> _Article_
===============
Page 47 of 433

The BeZine, Vol. 6, Issue 4, December 2019, Life of the Spirit

“There is a LIGHT in this world. A healing spirit more powerful than any darkness we may encounter. We sometimes lose sight of this force when there is suffering, and too much pain. Then suddenly, the spirit will emerge through the lives of ordinary people who hear a call and answer in extraordinary ways.” Richard Attenborough


I find it heartening that what preoccupies me at present is clearly reflected in most if not all the submissions for this issue, which are filled with the kind of spirit that has no physical form, cannot be measured, cannot be physically embodied and, perhaps most important of all, cannot be contained or imprisoned. Human history provides us with a litany of evidence of how the spirit of the most oppressed, the most downtrodden and enslaved, even those groups of people, whom others have tried to exterminate in the most awful expressions of human behaviour, genocide, cannot and will never be vanquished.

We are surrounded by evidence of the power of the human spirit even in these times when, all around us, the leaders of the World seem to be pulling us into dark and uncertain places and there seems to be no clarity, no escape from the fire and smoke that chokes us. It is difficult to see past the debt we are creating.

The collective works of our contributors in this edition of The BeZine represent a response to Hope and Light. They seem to have taken in the many facets of the human spirit as a universal word that could be slotted into every sentence ever written. Along with compassion, “spirit” makes  a worthwhile contribution to human life, to humane life. The Life of the Spirit is truly embodied in this issue of the Zine.

We now hear the voices of those writers and poets who have embraced December’s theme in many diverse ways. I thank them all, especially those who have found their submissions published here for the first time, but also thanks to those who are returning and consistently help to make this publication special.
===============
> _Provided material_
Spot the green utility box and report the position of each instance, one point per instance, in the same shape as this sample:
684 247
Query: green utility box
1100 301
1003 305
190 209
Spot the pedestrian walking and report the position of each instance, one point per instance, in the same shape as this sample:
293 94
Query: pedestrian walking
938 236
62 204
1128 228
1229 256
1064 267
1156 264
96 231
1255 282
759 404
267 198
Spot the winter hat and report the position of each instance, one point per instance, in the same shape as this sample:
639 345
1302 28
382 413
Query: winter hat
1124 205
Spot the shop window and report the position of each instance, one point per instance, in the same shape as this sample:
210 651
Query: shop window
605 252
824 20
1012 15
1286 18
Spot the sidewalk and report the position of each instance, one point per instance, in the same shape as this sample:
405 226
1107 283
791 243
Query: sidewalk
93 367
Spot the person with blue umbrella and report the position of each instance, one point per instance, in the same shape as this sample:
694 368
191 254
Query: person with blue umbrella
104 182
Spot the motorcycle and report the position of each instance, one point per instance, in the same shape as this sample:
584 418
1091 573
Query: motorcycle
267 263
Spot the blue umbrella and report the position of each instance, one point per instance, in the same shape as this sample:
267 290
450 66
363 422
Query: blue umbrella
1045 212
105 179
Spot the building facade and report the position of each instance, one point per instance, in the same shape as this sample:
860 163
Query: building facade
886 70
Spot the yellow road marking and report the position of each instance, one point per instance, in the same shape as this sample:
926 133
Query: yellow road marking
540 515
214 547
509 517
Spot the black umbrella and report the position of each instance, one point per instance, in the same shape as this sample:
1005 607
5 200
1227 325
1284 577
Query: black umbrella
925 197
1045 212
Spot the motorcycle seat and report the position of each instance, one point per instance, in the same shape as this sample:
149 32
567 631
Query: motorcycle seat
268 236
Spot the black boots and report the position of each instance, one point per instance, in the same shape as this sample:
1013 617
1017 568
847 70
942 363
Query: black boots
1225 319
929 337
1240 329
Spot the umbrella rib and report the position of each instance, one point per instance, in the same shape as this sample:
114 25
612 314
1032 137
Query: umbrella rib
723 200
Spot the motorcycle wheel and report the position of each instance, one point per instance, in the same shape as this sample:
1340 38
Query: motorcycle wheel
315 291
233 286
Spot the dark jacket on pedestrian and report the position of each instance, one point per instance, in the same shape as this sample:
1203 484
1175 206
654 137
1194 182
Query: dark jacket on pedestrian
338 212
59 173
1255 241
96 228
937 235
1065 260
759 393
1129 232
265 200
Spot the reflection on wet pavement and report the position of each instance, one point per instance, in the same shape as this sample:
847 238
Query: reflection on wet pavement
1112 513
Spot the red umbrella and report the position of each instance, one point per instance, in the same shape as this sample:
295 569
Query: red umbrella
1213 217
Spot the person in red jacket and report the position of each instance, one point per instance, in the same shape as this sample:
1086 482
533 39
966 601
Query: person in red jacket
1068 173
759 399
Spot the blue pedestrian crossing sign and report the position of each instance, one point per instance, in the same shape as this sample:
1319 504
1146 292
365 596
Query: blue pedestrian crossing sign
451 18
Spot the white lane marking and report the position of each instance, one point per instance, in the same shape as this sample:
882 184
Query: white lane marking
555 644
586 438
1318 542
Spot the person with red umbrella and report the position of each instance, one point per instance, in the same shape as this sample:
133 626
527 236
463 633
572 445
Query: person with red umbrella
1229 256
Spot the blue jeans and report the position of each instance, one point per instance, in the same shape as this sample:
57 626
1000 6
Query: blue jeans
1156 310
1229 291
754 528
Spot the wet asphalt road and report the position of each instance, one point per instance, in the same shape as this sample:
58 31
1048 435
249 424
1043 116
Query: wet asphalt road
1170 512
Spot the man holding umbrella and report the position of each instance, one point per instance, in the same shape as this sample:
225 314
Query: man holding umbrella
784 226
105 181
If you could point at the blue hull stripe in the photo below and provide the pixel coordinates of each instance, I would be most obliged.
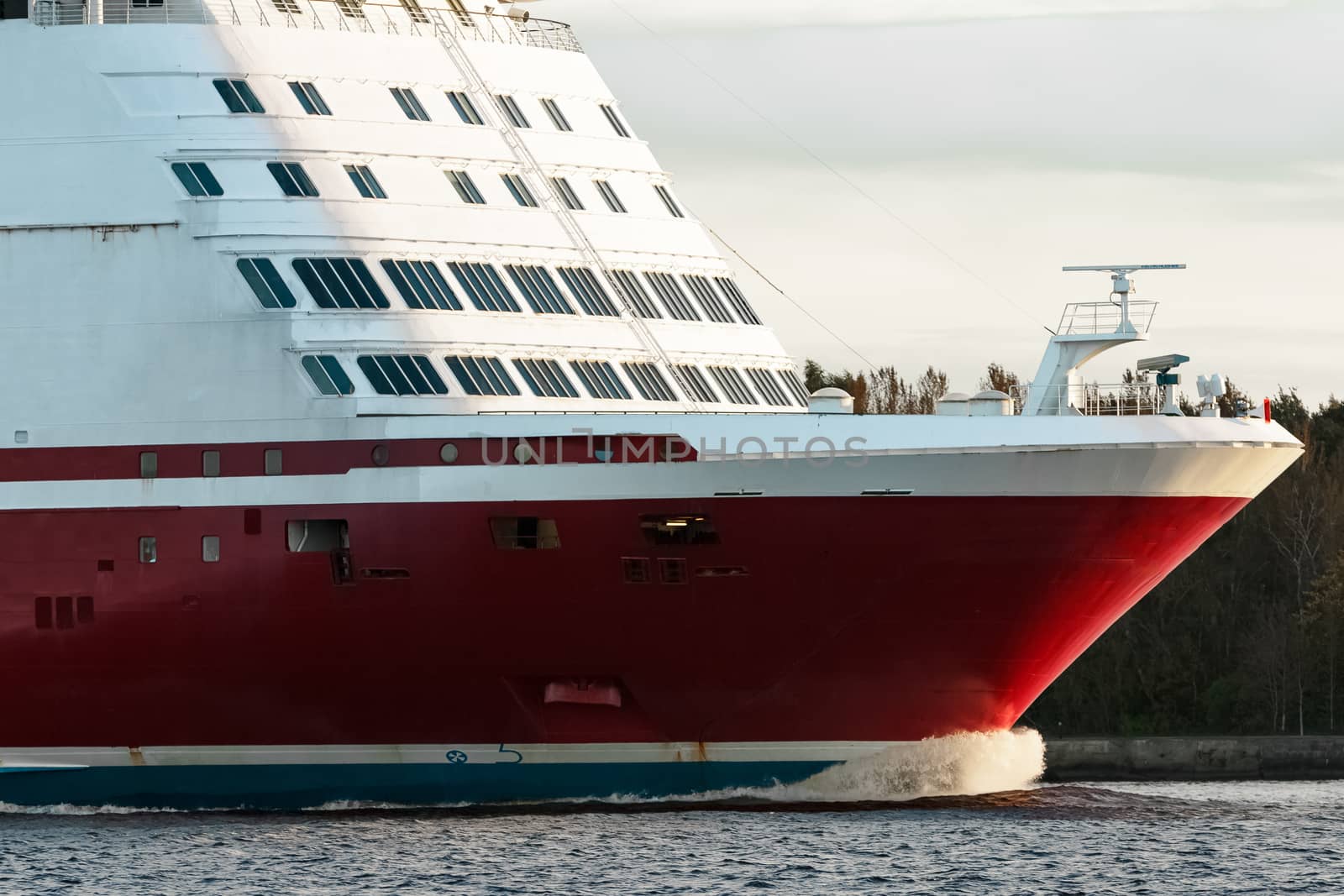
(302, 786)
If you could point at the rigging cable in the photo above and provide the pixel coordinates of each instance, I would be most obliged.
(833, 170)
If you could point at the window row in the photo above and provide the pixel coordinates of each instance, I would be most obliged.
(239, 98)
(421, 282)
(549, 378)
(295, 181)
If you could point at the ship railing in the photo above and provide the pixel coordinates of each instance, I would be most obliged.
(1092, 399)
(407, 18)
(1097, 318)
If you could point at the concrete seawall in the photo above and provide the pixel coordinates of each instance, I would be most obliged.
(1193, 758)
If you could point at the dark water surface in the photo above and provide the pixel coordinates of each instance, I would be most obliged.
(1247, 837)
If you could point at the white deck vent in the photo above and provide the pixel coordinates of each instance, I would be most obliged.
(831, 401)
(953, 405)
(991, 403)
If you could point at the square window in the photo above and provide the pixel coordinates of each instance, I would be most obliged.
(65, 611)
(42, 611)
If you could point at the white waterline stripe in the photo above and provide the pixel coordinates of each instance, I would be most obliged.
(441, 754)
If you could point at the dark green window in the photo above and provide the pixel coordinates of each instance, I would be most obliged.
(635, 295)
(464, 107)
(239, 96)
(365, 181)
(402, 375)
(308, 97)
(539, 289)
(484, 286)
(739, 302)
(768, 385)
(672, 296)
(465, 187)
(481, 375)
(510, 107)
(410, 103)
(328, 375)
(649, 382)
(517, 187)
(544, 378)
(198, 179)
(694, 383)
(732, 385)
(340, 282)
(292, 177)
(421, 285)
(600, 379)
(586, 288)
(266, 282)
(558, 118)
(710, 301)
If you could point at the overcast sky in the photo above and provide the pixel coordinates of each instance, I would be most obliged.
(1012, 136)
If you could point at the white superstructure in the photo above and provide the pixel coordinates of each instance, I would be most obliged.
(479, 196)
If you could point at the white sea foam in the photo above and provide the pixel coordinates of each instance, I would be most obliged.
(958, 765)
(69, 809)
(954, 766)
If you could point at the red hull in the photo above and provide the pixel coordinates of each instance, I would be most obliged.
(864, 618)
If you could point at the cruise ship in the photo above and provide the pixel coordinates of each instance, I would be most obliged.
(381, 425)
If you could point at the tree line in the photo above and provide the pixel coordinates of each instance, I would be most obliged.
(1245, 637)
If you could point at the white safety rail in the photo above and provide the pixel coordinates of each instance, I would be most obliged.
(320, 15)
(1092, 399)
(448, 38)
(1095, 318)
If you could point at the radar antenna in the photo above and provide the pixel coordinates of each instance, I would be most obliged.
(1121, 284)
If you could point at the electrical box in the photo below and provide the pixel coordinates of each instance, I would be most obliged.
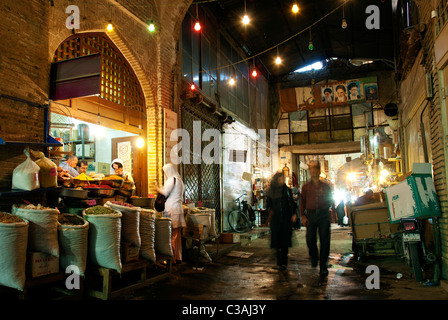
(414, 197)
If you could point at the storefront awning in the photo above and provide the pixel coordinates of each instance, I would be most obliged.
(74, 78)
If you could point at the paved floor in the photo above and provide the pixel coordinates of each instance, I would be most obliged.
(256, 277)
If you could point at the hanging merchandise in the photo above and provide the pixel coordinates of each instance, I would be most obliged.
(163, 237)
(73, 233)
(14, 235)
(48, 173)
(130, 221)
(43, 229)
(104, 236)
(147, 234)
(26, 175)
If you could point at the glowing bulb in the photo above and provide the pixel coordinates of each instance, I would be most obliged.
(351, 176)
(140, 142)
(311, 46)
(384, 173)
(197, 26)
(295, 8)
(246, 19)
(99, 131)
(151, 27)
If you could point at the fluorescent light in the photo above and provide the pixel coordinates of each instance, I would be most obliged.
(314, 66)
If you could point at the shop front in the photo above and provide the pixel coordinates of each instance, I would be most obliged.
(98, 111)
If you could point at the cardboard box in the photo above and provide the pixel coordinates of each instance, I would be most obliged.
(87, 150)
(229, 238)
(415, 196)
(371, 221)
(99, 167)
(40, 264)
(129, 252)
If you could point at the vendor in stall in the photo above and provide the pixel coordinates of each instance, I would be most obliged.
(69, 165)
(82, 166)
(117, 165)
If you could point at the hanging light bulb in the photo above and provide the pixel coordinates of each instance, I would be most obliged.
(151, 27)
(246, 19)
(310, 44)
(110, 26)
(344, 21)
(197, 26)
(295, 8)
(140, 142)
(254, 73)
(278, 60)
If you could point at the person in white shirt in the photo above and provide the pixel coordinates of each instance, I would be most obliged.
(173, 189)
(69, 165)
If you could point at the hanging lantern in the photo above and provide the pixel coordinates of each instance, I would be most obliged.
(285, 170)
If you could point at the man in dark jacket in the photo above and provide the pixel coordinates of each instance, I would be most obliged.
(282, 215)
(315, 202)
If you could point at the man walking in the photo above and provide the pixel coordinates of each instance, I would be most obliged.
(315, 202)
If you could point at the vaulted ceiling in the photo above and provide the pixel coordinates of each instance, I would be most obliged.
(274, 28)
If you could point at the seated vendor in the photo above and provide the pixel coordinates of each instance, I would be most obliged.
(117, 165)
(82, 166)
(69, 165)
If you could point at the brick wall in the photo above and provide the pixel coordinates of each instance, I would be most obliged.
(32, 30)
(436, 125)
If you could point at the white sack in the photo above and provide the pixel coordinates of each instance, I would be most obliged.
(73, 245)
(43, 229)
(147, 234)
(104, 239)
(163, 237)
(130, 223)
(26, 175)
(13, 239)
(48, 173)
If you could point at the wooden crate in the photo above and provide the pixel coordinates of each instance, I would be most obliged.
(109, 276)
(194, 231)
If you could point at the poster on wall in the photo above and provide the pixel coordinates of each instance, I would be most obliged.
(371, 91)
(170, 126)
(333, 93)
(124, 152)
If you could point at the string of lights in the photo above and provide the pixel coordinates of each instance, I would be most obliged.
(295, 9)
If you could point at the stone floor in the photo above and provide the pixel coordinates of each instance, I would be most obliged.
(254, 276)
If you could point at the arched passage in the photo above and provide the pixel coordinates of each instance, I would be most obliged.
(106, 92)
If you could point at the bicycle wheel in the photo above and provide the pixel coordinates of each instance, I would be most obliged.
(238, 221)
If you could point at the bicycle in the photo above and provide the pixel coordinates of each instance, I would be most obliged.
(238, 218)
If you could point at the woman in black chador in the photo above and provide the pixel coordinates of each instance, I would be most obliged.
(282, 215)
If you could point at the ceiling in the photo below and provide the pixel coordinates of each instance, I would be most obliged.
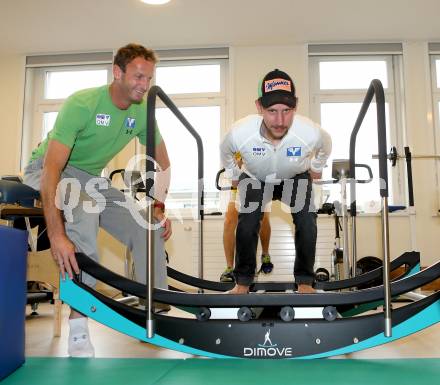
(46, 26)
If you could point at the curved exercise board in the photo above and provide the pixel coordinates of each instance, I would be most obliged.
(409, 259)
(256, 338)
(259, 300)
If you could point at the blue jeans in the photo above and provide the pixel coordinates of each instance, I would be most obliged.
(296, 193)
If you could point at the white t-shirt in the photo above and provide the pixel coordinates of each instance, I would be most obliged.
(306, 146)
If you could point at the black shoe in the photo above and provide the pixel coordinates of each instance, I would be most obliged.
(266, 264)
(227, 275)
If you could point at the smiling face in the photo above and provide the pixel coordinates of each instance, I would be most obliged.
(134, 82)
(277, 118)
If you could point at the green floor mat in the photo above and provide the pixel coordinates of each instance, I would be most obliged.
(109, 371)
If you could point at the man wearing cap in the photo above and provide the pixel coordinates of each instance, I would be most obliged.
(282, 152)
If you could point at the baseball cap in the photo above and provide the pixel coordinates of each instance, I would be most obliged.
(277, 88)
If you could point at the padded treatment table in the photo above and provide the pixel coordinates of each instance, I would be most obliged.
(13, 253)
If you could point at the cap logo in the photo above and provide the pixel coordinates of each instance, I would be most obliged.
(277, 85)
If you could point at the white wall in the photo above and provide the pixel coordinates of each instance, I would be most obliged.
(11, 100)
===============
> _Stated exercise_
Transcribe the BeZine editorial word for word, from "The collective works" to "of the Zine.".

> _The answer_
The collective works of our contributors in this edition of The BeZine represent a response to Hope and Light. They seem to have taken in the many facets of the human spirit as a universal word that could be slotted into every sentence ever written. Along with compassion, “spirit” makes  a worthwhile contribution to human life, to humane life. The Life of the Spirit is truly embodied in this issue of the Zine.